_What you are asked to do_
Reproduce exactly the lines from the top of the records below through the line holding "x=379, y=31".

_The records_
-- Opening Marker --

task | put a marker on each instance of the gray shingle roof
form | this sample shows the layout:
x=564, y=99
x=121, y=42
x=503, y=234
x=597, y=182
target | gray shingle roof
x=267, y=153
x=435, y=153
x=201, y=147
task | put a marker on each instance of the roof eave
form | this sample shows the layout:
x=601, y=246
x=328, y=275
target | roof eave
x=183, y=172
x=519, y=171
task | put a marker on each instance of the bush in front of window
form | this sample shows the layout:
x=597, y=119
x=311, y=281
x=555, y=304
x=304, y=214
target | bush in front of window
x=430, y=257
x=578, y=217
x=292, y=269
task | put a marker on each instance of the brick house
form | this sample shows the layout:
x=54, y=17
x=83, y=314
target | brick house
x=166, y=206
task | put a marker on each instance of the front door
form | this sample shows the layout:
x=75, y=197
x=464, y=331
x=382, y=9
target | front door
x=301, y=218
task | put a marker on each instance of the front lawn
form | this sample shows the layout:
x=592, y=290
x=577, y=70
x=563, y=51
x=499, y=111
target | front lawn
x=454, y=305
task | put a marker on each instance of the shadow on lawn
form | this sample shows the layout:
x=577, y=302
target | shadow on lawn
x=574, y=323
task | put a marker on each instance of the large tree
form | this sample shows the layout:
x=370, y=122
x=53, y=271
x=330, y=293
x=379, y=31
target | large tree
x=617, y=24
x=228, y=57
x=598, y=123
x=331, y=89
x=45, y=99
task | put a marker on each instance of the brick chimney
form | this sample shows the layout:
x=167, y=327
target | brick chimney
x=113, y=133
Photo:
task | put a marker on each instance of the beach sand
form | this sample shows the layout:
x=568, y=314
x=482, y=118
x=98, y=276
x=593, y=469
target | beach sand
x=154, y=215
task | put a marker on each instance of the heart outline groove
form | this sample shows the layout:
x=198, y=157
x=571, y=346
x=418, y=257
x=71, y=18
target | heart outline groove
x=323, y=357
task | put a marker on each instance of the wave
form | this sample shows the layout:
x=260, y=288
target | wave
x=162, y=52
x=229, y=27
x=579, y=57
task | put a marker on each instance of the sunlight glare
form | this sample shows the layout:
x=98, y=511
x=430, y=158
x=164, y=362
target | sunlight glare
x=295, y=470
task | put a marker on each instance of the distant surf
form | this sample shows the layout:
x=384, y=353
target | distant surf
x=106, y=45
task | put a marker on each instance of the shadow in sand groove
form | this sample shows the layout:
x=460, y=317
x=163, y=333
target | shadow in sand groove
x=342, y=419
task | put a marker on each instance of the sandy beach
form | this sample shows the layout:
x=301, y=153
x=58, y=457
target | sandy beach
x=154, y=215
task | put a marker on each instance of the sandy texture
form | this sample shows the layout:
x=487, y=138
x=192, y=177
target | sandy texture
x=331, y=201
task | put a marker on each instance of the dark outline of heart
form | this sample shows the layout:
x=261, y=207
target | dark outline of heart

-- Closing Marker --

_Result below_
task | put a marker on each instance of the gray shingle roof
form | this sample shows the layout:
x=564, y=99
x=121, y=42
x=503, y=234
x=597, y=182
target | gray shingle roof
x=267, y=153
x=435, y=153
x=201, y=147
task | put a marker on each instance of the roof eave
form | this sample shows the layout:
x=601, y=246
x=328, y=275
target | roof eave
x=183, y=172
x=519, y=171
task | put a marker on each instance of the bush in front of window
form | this sample shows the layout:
x=597, y=119
x=311, y=281
x=555, y=304
x=304, y=214
target | bush in front of window
x=430, y=257
x=578, y=217
x=292, y=269
task | put a marker on each instance of the brick house
form | this sample shows the layout:
x=54, y=17
x=83, y=314
target | brick house
x=166, y=206
task | put a marker on each instance of the front door
form | this sample shows the layout:
x=75, y=197
x=464, y=331
x=382, y=9
target | front door
x=301, y=218
task | put a marker on each instance of the front lawn
form | this sample shows the layout:
x=592, y=290
x=577, y=70
x=563, y=51
x=499, y=111
target | front lawn
x=454, y=305
task | put a marker on each instance of the shadow on lawn
form | this sample shows the layout:
x=577, y=302
target | shadow on lawn
x=574, y=323
task | put a marker on each instance of the large tree
form | this sample shows the layout:
x=370, y=122
x=53, y=271
x=330, y=293
x=379, y=31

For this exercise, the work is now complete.